Enabling Big Science
Collecting data is only half of the Big Science battle. Much like a carpenter needs a hammer and nails, your data scientists need the correct tools to effectively distill value from your data. All too often companies make the mistake of only considering how to store their data, when in reality storage is only one component of the big data tool belt. Ingestion, provisioning, cataloging, and querying must also be considered.
When designing the architecture of your big data ecosystem always be sure that enabling your data scientists is your top priority. The following diagram shows the components and flow of an environment ideal for effective data science. There are many technologies that can be used to provide each part of the architecture, but making sure you have each component is much more important than the specific technologies you choose to implement.
Self service provisioning system
Big Science happens in real time, so effective data scientists can’t wait for DBAs or system administrators to move data or create new data stores for them. A self service provisioning system should allow for autonomously creating sandboxes in any of the available data storage systems, whether that be a MapReduce environment, an MPP warehouse, or a text analytics engine. Data scientists should also be able to use the provisioning system to easily move data between environments. Just because a data set is best queried with MapReduce today doesn’t mean a new problem wont necessitate that it be queried with SQL tomorrow.
Central data catalog
A side effect of enabling self provisioning is that data can essentially become lost. A data scientist trying to solve a specific problem might create a new database table and load it with data from HDFS only to find that a MapReduce solution is more efficient. If users aren’t diligent about cleaning up after themselves they could potentially end up with unused data scattered throughout the environment. It also might be the case that two data scientists working on different problems create data sets that are essentially the same without even knowing it. Data repetition and unused data can both become serious problems that are easily solved with a central data catalog.
A central data catalog should provide a single source of metadata for all the different data storage systems in the environment. It should allow data scientists to tag and track the data sets they are creating so it is easy to determine when unused data sets can be cleaned up. The central catalog should also be a social system that allows users to share information with each other. Data scientists should be able to share the data sets they create as well as information about how they used the data to solve their given problems.
Real time ingest
When possible, data should be brought into the system using a single, real time ingest point. Most use cases may not require real time data loading, but using a single system simplifies the process of bringing on new data source and making it real time gives you maximum future flexibility.
The most efficient real time ingestion systems are often in-memory solutions, so data should be passed from the real time system to a final data storage system as it is loaded. A DBA might have to determine which storage location is right for each new data store, but data scientists should have the ability to later choose a different data store through the self service provisioning system.
Although data will be coming into your system in real time, it often wont be queried by data scientists in real time. The primary benefit of having real time data is the automated alerting and push notification services that can utilize it. Different events, such as data outside of expected norms, can trigger alerts that notify individuals responsible for monitoring or correcting specific problems.
Notification services are especially useful in applications that deal with fraud detection, financial services, and system monitoring. When companies are quickly notified of critical events they can take immediate action to improve customer satisfaction or in some cases save significant amounts of money.
Types of data storage systems
The types of data storage systems you choose to implement in your environment will vary greatly depending on your data sources and business use cases. The three main categories of data storage systems are: structured, unstructured, and text. Most companies will deal with all three types of data at one time or another, so plan accordingly when designing your architecture. Also keep in mind that some hybrid systems will allow you to store multiple types of data in the same environment, so three different data stores may not be necessary.
◆ ◆ ◆ ◆ ◆
• **STATED TASK**
Please say whether each statement agrees with the passage on enabling Big Science, answering yes or no and quoting the deciding words of the passage. (a) The specific technologies chosen matter more than having each component of the architecture. (b) Data scientists should be able to share the data sets they create through the central data catalog. (c) The three main categories of data storage systems are structured, unstructured, and text. Nothing in the records is needed for this.
◆ ◆ ◆ ◆ ◆
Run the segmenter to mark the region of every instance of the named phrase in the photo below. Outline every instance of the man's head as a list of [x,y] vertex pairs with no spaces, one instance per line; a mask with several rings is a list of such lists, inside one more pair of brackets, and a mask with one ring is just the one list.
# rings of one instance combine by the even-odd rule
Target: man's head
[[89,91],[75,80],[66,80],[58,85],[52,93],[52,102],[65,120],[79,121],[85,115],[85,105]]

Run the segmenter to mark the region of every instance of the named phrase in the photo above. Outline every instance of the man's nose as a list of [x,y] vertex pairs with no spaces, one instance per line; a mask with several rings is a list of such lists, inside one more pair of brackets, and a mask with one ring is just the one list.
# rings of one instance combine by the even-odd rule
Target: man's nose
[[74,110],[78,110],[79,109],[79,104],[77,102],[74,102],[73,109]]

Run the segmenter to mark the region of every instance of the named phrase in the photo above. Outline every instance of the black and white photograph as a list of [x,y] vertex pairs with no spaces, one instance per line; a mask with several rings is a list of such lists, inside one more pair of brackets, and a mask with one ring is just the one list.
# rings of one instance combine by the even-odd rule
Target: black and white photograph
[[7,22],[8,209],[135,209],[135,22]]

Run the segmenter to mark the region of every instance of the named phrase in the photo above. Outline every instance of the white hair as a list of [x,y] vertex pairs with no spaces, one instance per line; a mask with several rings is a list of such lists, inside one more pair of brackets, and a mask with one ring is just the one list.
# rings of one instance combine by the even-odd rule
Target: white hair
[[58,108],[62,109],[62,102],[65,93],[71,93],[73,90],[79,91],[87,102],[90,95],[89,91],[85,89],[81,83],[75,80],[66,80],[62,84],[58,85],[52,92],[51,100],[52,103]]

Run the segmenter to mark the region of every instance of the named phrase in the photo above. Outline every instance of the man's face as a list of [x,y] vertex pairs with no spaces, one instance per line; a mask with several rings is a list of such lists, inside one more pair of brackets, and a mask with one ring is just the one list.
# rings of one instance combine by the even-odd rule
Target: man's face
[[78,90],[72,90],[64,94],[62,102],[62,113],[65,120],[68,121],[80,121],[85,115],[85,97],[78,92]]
◆ ◆ ◆ ◆ ◆
• **WRITTEN ANSWER**
(a) No: "making sure you have each component is much more important than the specific technologies you choose to implement."
(b) Yes: "Data scientists should be able to share the data sets they create as well as information about how they used the data to solve their given problems."
(c) Yes: "The three main categories of data storage systems are: structured, unstructured, and text."